(PASSAGE SHOWN Opens)

Essential Tools

Software development can be a closed loop. The only tools you need to make software are software. Post-its and white boards are great, but what you really need is good apps. Below I’ll rundown the essential categories of apps and their roles.

  • Task management – A system where you can track work. You must be able to visualize the work of your team. People need clear task lists and priorities to execute your plans effectively. The most important tool for PMs. PMs who don’t intimately know and have a love/hate relationship with their task management software are PMs who don’t know how to operate a team. Know it, work it, customize it.
  • Calendars – A shared calendar system is key to almost any business. But for PMs it has special importance. Keep your calendar as public as possible and up to date. Set work hours. Always add agendas or at least comments to any meetings you create. Don’t expect engineers to use their calendars effectively. They often don’t accept or decline meeting requests and may not open their calendars very often. Always follow up in person or email, and be patient, as long as they show up when you need them.
  • Notes – Most people use cloud note systems, although me and plenty of other people I know use draft emails. It works well, and makes turning notes into/out of emails is easy. But whatever works. PMing is a complex job, you need to take notes, or have people take them for you. Notes and note systems are generally the way that passing thoughts and verbal communication make it into the task management system and thus into reality.
  • Wireframe or prototype tool – This is probably your UX or visual designers thing, but you should be familiar with this key tool. This is how specs and ideas become interfaces, so it matters.
  • IDEs – Similar to the above. This isn’t where you live, but its good to be a comfortable visitor. Its also good to know, at a high level, what kind of things their tools make easy or hard. Knowing the pain points in the dev chain is also helpful for understanding team flow.

(PASSAGE SHOWN Closes)
(SUPPLIED DATA Opens)

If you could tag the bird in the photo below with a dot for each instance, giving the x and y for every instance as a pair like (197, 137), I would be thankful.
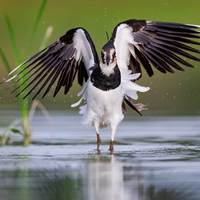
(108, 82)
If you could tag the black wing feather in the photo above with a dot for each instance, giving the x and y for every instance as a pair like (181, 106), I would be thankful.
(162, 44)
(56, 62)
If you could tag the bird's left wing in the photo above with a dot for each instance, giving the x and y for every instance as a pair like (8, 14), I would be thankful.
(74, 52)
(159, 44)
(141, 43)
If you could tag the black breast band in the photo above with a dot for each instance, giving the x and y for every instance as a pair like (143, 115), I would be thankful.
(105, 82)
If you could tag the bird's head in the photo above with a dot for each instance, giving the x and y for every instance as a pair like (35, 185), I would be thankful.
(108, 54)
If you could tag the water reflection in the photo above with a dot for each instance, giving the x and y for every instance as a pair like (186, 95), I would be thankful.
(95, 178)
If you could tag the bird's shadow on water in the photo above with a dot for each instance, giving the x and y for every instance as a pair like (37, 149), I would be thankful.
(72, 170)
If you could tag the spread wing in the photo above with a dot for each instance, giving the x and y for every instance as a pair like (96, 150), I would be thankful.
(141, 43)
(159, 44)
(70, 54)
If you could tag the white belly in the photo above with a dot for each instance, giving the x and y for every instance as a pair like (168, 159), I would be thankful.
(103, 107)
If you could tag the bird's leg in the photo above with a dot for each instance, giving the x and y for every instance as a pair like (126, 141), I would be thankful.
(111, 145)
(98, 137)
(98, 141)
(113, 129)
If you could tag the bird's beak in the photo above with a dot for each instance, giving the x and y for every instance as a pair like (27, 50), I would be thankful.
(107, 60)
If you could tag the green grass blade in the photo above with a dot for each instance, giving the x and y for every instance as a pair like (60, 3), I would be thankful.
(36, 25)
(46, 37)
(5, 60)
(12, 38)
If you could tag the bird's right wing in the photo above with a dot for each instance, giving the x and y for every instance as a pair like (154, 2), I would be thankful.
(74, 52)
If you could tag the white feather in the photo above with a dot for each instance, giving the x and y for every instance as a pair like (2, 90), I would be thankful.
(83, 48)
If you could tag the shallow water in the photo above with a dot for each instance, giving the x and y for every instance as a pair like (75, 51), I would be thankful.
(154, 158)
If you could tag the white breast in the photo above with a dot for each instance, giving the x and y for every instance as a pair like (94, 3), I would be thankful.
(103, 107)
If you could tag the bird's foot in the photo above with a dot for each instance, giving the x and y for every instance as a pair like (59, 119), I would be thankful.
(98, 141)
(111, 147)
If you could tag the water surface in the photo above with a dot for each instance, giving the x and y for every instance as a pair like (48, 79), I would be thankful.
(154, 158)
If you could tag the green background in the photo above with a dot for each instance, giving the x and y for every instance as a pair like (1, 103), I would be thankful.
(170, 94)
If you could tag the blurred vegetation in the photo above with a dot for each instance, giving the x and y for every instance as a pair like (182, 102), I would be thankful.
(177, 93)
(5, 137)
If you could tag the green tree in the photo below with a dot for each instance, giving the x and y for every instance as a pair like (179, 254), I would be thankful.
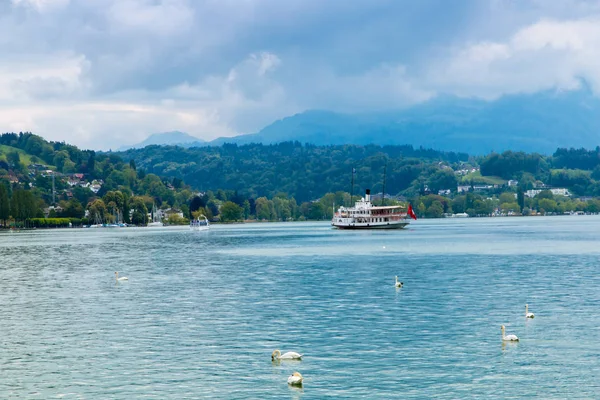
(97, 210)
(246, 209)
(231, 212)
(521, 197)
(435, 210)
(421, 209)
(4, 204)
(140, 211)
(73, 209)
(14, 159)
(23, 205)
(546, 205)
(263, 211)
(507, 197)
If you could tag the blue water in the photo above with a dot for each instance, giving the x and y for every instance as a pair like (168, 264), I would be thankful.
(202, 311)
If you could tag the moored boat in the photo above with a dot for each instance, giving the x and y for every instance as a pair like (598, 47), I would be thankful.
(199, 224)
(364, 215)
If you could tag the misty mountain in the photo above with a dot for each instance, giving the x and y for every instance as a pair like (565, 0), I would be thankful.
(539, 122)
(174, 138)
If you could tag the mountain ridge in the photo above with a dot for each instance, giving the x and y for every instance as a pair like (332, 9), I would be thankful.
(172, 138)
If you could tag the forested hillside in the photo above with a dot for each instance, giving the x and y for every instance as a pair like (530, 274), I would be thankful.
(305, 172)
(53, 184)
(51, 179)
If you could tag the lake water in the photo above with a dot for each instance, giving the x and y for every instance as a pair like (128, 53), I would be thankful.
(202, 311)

(SUPPLIED DATA Closes)

§ WORK TO COMPLETE
(a) From the essential tools text, extract the passage starting with "Essential Tools" and going on through "and their roles.".
(b) According to the essential tools text, which tool is the most important one for PMs?

§ ANSWERS GIVEN
(a)
Essential Tools

Software development can be a closed loop. The only tools you need to make software are software. Post-its and white boards are great, but what you really need is good apps. Below I’ll rundown the essential categories of apps and their roles.

(b) Task management is the most important tool for PMs.